YOUR INSTRUCTIONS
Repeat every record exactly, omitting the pictures.

MATERIAL SUPPLIED
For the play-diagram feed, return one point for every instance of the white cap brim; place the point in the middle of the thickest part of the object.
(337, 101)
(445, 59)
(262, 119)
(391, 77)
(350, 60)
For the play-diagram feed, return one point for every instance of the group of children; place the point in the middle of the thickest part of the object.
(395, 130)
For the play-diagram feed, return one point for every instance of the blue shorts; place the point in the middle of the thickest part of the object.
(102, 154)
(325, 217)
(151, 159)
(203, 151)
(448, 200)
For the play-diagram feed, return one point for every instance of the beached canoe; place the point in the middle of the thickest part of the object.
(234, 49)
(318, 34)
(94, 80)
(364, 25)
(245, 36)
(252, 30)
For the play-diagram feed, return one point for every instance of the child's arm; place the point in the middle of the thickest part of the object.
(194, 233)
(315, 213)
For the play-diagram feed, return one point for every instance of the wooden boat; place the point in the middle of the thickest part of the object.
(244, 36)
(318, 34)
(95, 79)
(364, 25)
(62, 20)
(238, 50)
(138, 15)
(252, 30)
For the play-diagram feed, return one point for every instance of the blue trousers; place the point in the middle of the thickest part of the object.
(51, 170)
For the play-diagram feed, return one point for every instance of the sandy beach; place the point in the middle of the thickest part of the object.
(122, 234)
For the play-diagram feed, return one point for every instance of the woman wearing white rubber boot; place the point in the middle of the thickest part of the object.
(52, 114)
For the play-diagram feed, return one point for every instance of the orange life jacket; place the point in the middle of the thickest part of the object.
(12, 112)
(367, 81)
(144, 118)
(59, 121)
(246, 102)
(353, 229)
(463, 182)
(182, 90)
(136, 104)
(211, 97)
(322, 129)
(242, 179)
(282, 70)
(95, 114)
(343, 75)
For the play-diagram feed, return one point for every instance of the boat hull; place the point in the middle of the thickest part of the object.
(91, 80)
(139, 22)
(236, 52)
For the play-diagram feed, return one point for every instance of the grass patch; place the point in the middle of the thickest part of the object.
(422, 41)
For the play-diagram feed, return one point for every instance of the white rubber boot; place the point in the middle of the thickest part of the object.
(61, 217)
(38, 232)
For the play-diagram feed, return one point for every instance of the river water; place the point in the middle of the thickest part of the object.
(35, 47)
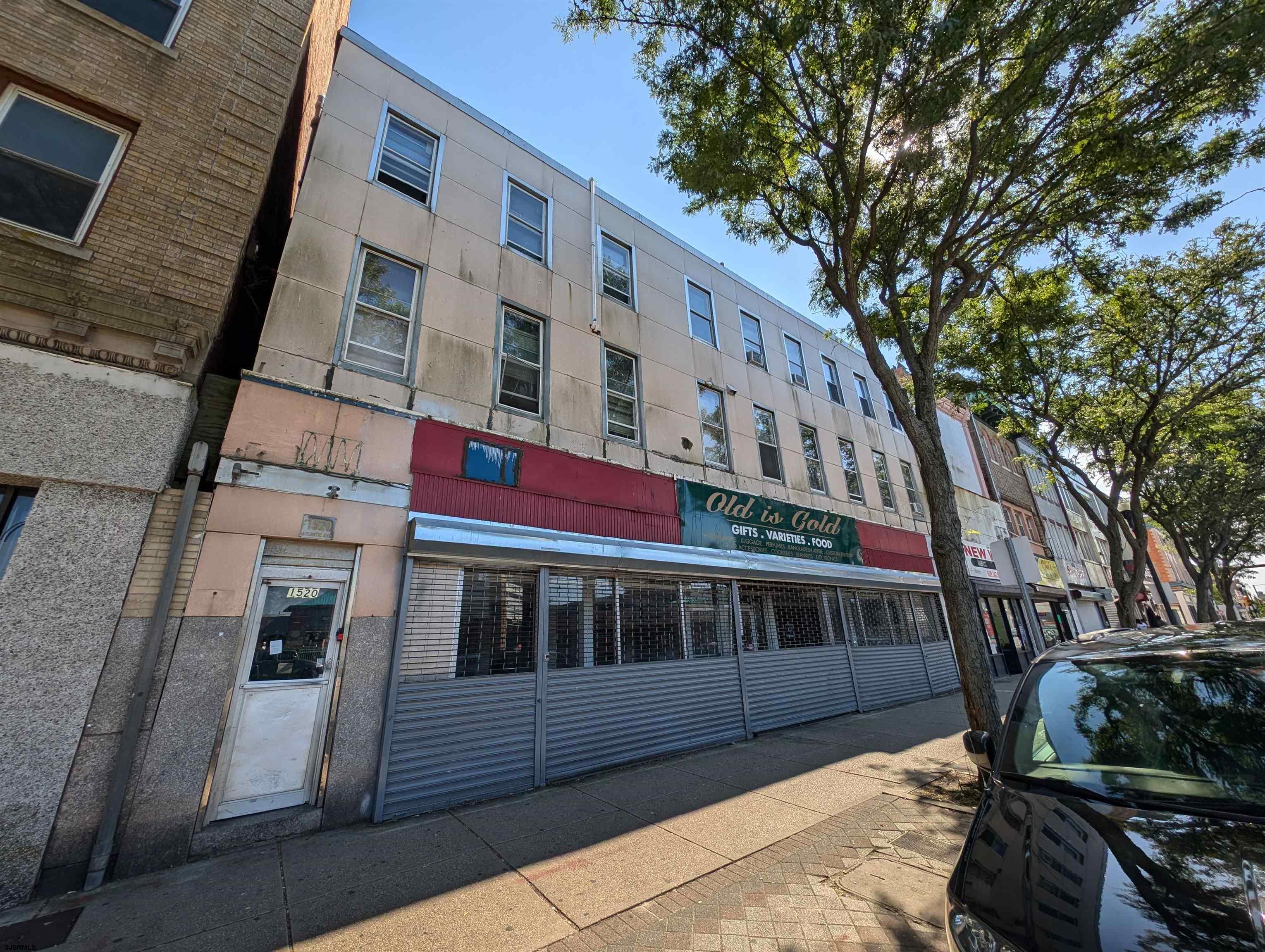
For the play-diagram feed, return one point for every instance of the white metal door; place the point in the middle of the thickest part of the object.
(281, 700)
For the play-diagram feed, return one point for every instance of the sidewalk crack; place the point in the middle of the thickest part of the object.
(517, 870)
(285, 897)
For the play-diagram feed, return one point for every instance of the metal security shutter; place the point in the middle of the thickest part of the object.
(638, 667)
(463, 722)
(934, 630)
(887, 655)
(944, 672)
(795, 655)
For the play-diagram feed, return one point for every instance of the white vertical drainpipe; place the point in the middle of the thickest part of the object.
(595, 323)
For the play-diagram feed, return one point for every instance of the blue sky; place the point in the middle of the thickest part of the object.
(581, 104)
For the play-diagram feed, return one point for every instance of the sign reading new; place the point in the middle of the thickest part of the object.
(979, 562)
(726, 519)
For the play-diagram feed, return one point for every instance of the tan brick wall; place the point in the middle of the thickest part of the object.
(167, 240)
(147, 577)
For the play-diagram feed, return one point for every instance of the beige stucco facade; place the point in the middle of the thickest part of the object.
(468, 274)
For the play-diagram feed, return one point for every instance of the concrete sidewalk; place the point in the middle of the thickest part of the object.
(553, 865)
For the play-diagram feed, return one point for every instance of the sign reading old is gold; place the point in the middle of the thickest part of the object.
(726, 519)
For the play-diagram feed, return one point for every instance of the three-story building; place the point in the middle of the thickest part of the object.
(522, 486)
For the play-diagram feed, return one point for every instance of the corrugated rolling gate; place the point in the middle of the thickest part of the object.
(638, 665)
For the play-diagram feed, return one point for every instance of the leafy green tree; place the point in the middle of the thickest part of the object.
(1208, 493)
(914, 147)
(1107, 375)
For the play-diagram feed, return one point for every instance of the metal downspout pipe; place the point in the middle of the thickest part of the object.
(595, 321)
(105, 832)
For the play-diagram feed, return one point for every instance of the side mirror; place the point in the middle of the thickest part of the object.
(979, 747)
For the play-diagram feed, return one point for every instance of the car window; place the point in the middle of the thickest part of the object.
(1164, 728)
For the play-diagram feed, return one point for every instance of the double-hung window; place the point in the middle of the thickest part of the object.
(753, 342)
(885, 481)
(621, 406)
(702, 323)
(813, 459)
(834, 390)
(522, 348)
(767, 442)
(381, 329)
(911, 490)
(795, 361)
(406, 160)
(863, 396)
(157, 19)
(891, 414)
(848, 461)
(55, 165)
(711, 415)
(618, 271)
(16, 504)
(527, 221)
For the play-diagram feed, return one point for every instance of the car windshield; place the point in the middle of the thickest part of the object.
(1159, 728)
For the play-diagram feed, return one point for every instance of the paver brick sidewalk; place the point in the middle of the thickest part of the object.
(792, 897)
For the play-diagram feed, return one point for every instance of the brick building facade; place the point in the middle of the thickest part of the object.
(134, 161)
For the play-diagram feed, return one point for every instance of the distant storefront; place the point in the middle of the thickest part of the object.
(1001, 610)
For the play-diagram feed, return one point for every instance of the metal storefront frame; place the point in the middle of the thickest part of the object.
(599, 653)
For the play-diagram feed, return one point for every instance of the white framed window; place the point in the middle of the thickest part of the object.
(813, 459)
(408, 157)
(863, 396)
(525, 224)
(711, 416)
(702, 320)
(380, 328)
(767, 442)
(848, 461)
(619, 271)
(753, 340)
(911, 490)
(55, 165)
(834, 388)
(157, 19)
(885, 481)
(891, 414)
(795, 361)
(520, 376)
(623, 416)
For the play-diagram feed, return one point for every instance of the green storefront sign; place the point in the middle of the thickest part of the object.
(725, 519)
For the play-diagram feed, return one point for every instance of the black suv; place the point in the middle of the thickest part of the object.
(1125, 802)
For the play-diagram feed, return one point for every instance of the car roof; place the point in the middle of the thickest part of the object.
(1212, 639)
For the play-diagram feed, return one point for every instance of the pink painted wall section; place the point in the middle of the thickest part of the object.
(899, 549)
(245, 510)
(277, 425)
(222, 581)
(377, 587)
(556, 490)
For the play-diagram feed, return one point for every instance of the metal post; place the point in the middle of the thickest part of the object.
(848, 648)
(1034, 624)
(104, 845)
(394, 687)
(542, 669)
(923, 645)
(742, 664)
(953, 652)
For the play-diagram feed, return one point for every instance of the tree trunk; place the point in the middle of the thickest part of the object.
(968, 638)
(1203, 604)
(1226, 583)
(1127, 586)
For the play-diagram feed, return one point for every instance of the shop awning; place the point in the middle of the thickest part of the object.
(1093, 595)
(996, 591)
(449, 536)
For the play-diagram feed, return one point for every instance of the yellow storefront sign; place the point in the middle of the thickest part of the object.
(1049, 573)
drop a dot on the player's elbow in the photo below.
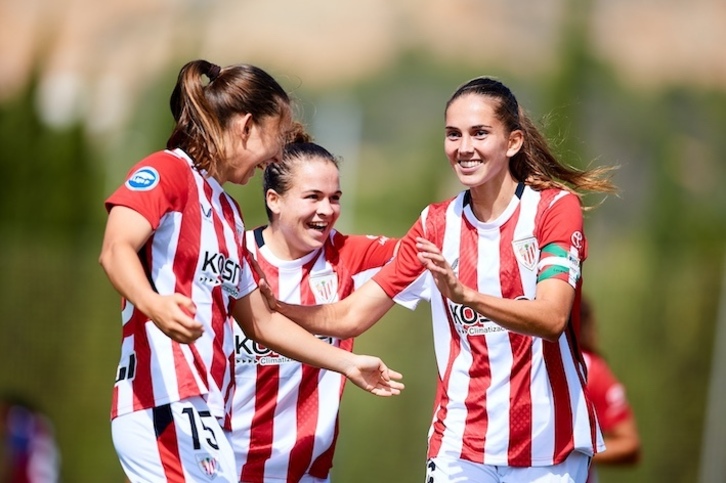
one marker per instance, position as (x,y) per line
(552,331)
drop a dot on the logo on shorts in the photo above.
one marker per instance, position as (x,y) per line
(143,179)
(208,465)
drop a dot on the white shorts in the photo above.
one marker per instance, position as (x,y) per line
(450,470)
(176,442)
(304,479)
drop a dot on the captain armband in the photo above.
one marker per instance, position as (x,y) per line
(556,262)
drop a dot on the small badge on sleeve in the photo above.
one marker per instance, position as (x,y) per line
(527,252)
(143,179)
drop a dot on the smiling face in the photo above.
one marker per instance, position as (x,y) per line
(304,215)
(477,143)
(253,145)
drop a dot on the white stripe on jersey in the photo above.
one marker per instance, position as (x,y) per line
(270,386)
(549,386)
(196,249)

EXPECTED OUTPUT
For the play-diagram feed, return one point for every instance of the white cap brim; place the point in the middle of the thickest part of the object.
(337, 101)
(445, 59)
(262, 119)
(391, 77)
(350, 60)
For the play-diagram feed, return one point for every instance of the group of children; place the point in the middle of the thickest part of the object.
(395, 130)
For the play-diagram feed, return one point for every instance of the blue shorts; place the point in the middle of the thickest part of the object.
(102, 154)
(325, 217)
(151, 159)
(203, 151)
(448, 200)
For the play-diagram feed, return one point for every instance of the beached canoe; place the point in the middle of the thickest part of the object.
(234, 49)
(318, 34)
(94, 80)
(364, 25)
(245, 36)
(252, 30)
For the play-diagram feed, return one point for every instance of the child's arm; place the point in the middle of the thickest part of the object.
(194, 233)
(315, 213)
For the play-diagram feed, return one point for every instance of the wooden boat; place the point in the middle of the thickest part of the object.
(244, 36)
(318, 34)
(95, 79)
(364, 25)
(62, 20)
(238, 50)
(138, 15)
(252, 30)
For the play-diagram feed, return one point for every instance of the blue trousers; place the point in the middle of the thickest part of the object.
(51, 170)
For the play-diagram feed, return one point for every instance of the sandy beach; place the point in the middle of the thickest part of the object.
(122, 234)
For the play-diagram feed, return one point for every instance of the woman wearing white rubber boot; place the point in the middle of the thickest part of the object.
(52, 114)
For the play-diagram feed, return one point for every instance of the orange life jacket; place the point in the middle of the thickest part of the object.
(12, 112)
(367, 81)
(144, 118)
(59, 121)
(246, 102)
(353, 229)
(463, 182)
(182, 90)
(136, 104)
(211, 97)
(322, 129)
(242, 179)
(282, 70)
(95, 114)
(343, 75)
For the play-diagram feed, return one point for every instance of the boat hull; place the point in the middle of the thickest part of the object.
(91, 80)
(139, 22)
(236, 52)
For the play-diagram feed, return one point for every instance of the grass patch; place the point in the middle of the thickest part of the object.
(422, 41)
For the play-diagram feed, return one point for every instance of the white rubber boot; place the point in the middle of the thickest part of the object.
(61, 217)
(38, 232)
For the play-diagram feed, return one point for every instance of the river water; place the point in the middle of the thickest part of the object.
(35, 47)
For the play-diagram feed, return one point for every instance of the white metal door; place the point in the middle of the thickest part of the object.
(281, 700)
For the play-diagram feed, return one point for every instance of the sidewalk crack; place the point in the middle of the thickest part of the object.
(517, 870)
(285, 897)
For the play-diagram feed, return one point for every instance of the metal security shutter; place the point in the middle of the thickest part of the object.
(638, 667)
(463, 722)
(934, 630)
(887, 655)
(944, 672)
(795, 655)
For the play-diagram feed, return one point for every instance of the white vertical drainpipe; place the point in the middle of the thickest part of the object.
(595, 323)
For the play-diagram feed, return one point for every instance of the blue sky; place the point in the middle of the thickest part of the object.
(581, 104)
For the play-diagram feed, return one point for every instance of the sign reading new; place the point in the middle of the thickest part of the object.
(979, 562)
(726, 519)
For the play-diagram feed, return one point for every instance of the tan brick wall; place the point in the middle of the thickest part of the object.
(167, 240)
(147, 577)
For the play-diagram feed, return one point for every instance of the beige stucco facade; place the point in the middle of the thickest part of the object.
(468, 274)
For the play-diagram feed, return one point for every instance of the concrete sidewalk; place the point in the middle of the thickest part of the object.
(553, 865)
For the play-diagram feed, return one point for every instance of the sign reading old is gold; place the point in the middle of the thickest part of the object.
(726, 519)
For the play-diagram feed, return one point for every instance of the three-story building; place the point in the middle of the thickest part of the object.
(522, 486)
For the play-diagram feed, return one point for every instance of the corrugated rolling gate; place the point in the middle of the thickest part of the object.
(638, 665)
For the play-diagram feed, return one point for every instance of the leafy green tree; place the point in the middle of the thickest part of the object.
(1208, 493)
(914, 147)
(1107, 375)
For the play-diagram feed, return one point for every instance of the metal downspout pipe; place the point in the middle of the thickest part of the object.
(595, 321)
(105, 832)
For the play-diagram feed, return one point for every instance of the side mirror; place the point in the middle of the thickest part of the object.
(979, 747)
For the play-diagram feed, return one point for every instance of the car window; place the point in the middle of the thickest part of the object.
(1164, 728)
For the play-diagram feed, return one point for every instance of the double-hung window; place the point in the middle of the thickest part of the object.
(753, 342)
(885, 481)
(621, 406)
(702, 323)
(813, 459)
(834, 390)
(522, 348)
(767, 442)
(381, 329)
(911, 490)
(795, 361)
(406, 160)
(863, 396)
(157, 19)
(891, 414)
(848, 461)
(55, 165)
(711, 415)
(618, 271)
(16, 504)
(527, 221)
For the play-diagram feed, return one point for every instance of the car windshield; place the point in the middle of the thickest part of the object.
(1159, 728)
For the play-diagram feed, return one point for every instance of the paver brick sidewalk; place the point in the middle of the thickest part of the object.
(792, 897)
For the play-diagram feed, return one point for every instance of the brick building facade; place the point in the middle of the thickest part of the object.
(134, 161)
For the play-diagram feed, return one point for every instance of the distant storefront; place the point in the middle of the thickest part of the object.
(1001, 610)
For the play-diagram feed, return one point for every instance of the metal storefront frame; place the point in the middle of the thickest part of the object.
(599, 653)
For the play-diagram feed, return one point for every instance of the white framed window; place the point in the middle of the thickest part of the object.
(813, 459)
(408, 157)
(863, 396)
(525, 224)
(711, 416)
(702, 320)
(380, 328)
(767, 442)
(848, 461)
(619, 271)
(753, 340)
(911, 490)
(55, 165)
(834, 388)
(157, 19)
(885, 481)
(891, 414)
(795, 361)
(520, 376)
(623, 416)
For the play-diagram feed, return one point for every instance of the green storefront sign; place the point in the middle of the thickest part of the object.
(725, 519)
For the play-diagram feed, return one point for every instance of the black suv; place the point in the middle of the thickest part of the object.
(1125, 802)
For the play-diagram feed, return one point for every instance of the car roof; place the point in the middle of the thickest part of the object.
(1212, 639)
For the play-diagram feed, return one point for every instance of the pink painted wall section; place the point in the middle of the thickest part of the object.
(899, 549)
(245, 510)
(277, 425)
(222, 581)
(377, 587)
(556, 490)
For the play-diagram feed, return one point for every instance of the metal post; place the point in the middle of the thickest part of the object.
(848, 648)
(1034, 624)
(104, 845)
(394, 687)
(542, 669)
(923, 645)
(742, 664)
(953, 652)
For the play-diagram feed, return one point for every instance of the tree trunk; place the point in the middle of the thickest part of the object.
(968, 638)
(1203, 604)
(1226, 583)
(1127, 586)
For the play-diagram feed, return one point for every instance of the shop awning; place the point in the middle of the thickest part of the object.
(1093, 595)
(996, 591)
(449, 536)
For the play-diagram feed, return one point for every instance of the yellow storefront sign; place the point in the middle of the thickest part of the object.
(1049, 573)
drop a dot on the player's elbow in the photo below.
one marker per instance, position as (x,y) per line
(552,331)
drop a dot on the logo on shorts in the photo above.
one marker per instance, position as (x,y) per line
(143,179)
(208,465)
drop a dot on the white shorts in the photo above.
one marker per instance, position as (x,y) per line
(450,470)
(176,442)
(304,479)
drop a dot on the captain armband in the photo above.
one marker per instance, position as (x,y) per line
(556,262)
drop a dot on the small badge on sleeve in the photo above.
one marker per instance, position as (x,y) per line
(527,252)
(143,179)
drop a dot on the smiling face in the photo above.
one marker per instance, position as (x,y) per line
(304,215)
(477,143)
(253,145)
drop a dot on the white stripe on jersey in the photo above.
one marker per instance, position as (x,y) per line
(270,386)
(549,386)
(196,249)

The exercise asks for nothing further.